QUOTED PASSAGE
# Yukawa Aqua

1. Oct 3, 2004

### Orion1

Classical Quantum Electrodynamics: (QED)

Classical QED gravitational Fine Structure Constant:
$$\propto_g = \frac{Gm_p^2}{\hbar c}$$
$$m_p$$ - proton mass

Classical QED Electromagnetism Fine Structure Constant:
$$\propto_e = \frac{K_e q^2}{\hbar c}$$
$$K_e$$ - Coulomb's proportionality constant
$$q$$ - proton charge

Deuterium Binding Energy:
$$E_b = ((m_p + m_n) - m_D)E_n$$

Yukawa Potential Well:
$$U_y = f^2 \frac{e^{-\frac{r_D}{r_0}}}{r_D}$$

$$E_b = U_y$$

$$((m_p + m_n) - m_D) E_n = f^2 \frac{e^{- \frac{r_D}{r_0}}}{r_D}$$

$$f_D^2 = ((m_p + m_n) - m_D) E_n r_D e^{\frac{r_D}{r_0}}$$

$$\boxed{f_D = \sqrt{((m_p + m_n) - m_D) E_n r_D e^{\frac{r_D}{r_0}}}}$$

Classical QED Deuterium-Yukawa Fine Structure Constant:
$$\boxed{\propto_y = \frac{f_D^2 e^{- \frac{r_D}{r_0}}}{\hbar c}}$$

Key:
$$E_n = 1.492*10^{-10} j*amu^{-1}$$ (931.437 Mev*amu^-1) - mass-energy equivalence
$$m_p$$ - Proton mass
$$m_n$$ - Neutron mass
$$m_D$$ - Deuterium mass
$$r_D$$ - Deuterium nuclear radius
$$r_0$$ - Yukawa nuclear range

Can Deuterium Binding Energy be described as existing inside a Yukawa Potential Well?

What is the numeric value for $$\propto_y$$?

As compared to $$\propto_e$$, is this numeric value reasonable?

Last edited: Oct 3, 2004

DATASET CONTENT
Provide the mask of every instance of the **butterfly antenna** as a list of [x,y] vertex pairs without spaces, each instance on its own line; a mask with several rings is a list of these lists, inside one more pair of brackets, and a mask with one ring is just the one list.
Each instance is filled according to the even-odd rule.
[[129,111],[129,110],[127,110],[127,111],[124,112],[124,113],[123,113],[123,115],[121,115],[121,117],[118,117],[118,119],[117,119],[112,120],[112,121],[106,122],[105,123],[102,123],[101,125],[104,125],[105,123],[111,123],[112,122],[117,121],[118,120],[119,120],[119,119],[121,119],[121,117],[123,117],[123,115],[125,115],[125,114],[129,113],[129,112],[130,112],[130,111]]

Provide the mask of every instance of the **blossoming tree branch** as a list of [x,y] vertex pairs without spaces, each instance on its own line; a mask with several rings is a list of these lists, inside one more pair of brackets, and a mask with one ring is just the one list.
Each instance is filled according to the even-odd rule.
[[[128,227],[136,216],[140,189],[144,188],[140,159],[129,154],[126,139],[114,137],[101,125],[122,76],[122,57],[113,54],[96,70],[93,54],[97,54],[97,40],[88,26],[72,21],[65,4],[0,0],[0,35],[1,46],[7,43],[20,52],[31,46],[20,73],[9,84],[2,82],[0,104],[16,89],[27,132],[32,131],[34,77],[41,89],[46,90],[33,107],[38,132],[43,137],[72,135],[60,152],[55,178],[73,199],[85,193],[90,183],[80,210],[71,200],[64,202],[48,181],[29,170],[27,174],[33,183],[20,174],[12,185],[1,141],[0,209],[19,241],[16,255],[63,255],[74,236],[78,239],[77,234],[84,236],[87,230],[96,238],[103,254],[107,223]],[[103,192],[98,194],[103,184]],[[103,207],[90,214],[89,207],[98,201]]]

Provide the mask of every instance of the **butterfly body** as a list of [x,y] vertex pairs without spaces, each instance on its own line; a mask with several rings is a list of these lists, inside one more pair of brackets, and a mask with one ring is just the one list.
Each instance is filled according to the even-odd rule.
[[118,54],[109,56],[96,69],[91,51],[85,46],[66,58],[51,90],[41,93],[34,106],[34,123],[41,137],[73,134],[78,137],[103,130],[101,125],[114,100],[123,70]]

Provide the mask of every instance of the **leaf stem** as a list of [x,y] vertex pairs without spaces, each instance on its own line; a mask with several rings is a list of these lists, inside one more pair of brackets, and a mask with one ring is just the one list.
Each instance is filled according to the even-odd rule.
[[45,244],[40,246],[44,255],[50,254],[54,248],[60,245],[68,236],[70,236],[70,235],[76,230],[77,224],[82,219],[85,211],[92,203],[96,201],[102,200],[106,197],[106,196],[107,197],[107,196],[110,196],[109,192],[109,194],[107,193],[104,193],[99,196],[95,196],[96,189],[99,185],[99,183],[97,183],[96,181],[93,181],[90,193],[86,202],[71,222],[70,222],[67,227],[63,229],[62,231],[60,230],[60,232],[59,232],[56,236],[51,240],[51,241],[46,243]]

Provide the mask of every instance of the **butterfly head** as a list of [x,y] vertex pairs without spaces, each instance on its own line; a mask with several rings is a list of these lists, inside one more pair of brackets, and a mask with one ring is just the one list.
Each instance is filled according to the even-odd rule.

THE REQUEST
From the Yukawa potential post above, please pull out the stretch from "Classical QED Deuterium-Yukawa" through "Yukawa Potential Well?".

WRITTEN ANSWER
Classical QED Deuterium-Yukawa Fine Structure Constant:
$$\boxed{\propto_y = \frac{f_D^2 e^{- \frac{r_D}{r_0}}}{\hbar c}}$$

Key:
$$E_n = 1.492*10^{-10} j*amu^{-1}$$ (931.437 Mev*amu^-1) - mass-energy equivalence
$$m_p$$ - Proton mass
$$m_n$$ - Neutron mass
$$m_D$$ - Deuterium mass
$$r_D$$ - Deuterium nuclear radius
$$r_0$$ - Yukawa nuclear range

Can Deuterium Binding Energy be described as existing inside a Yukawa Potential Well?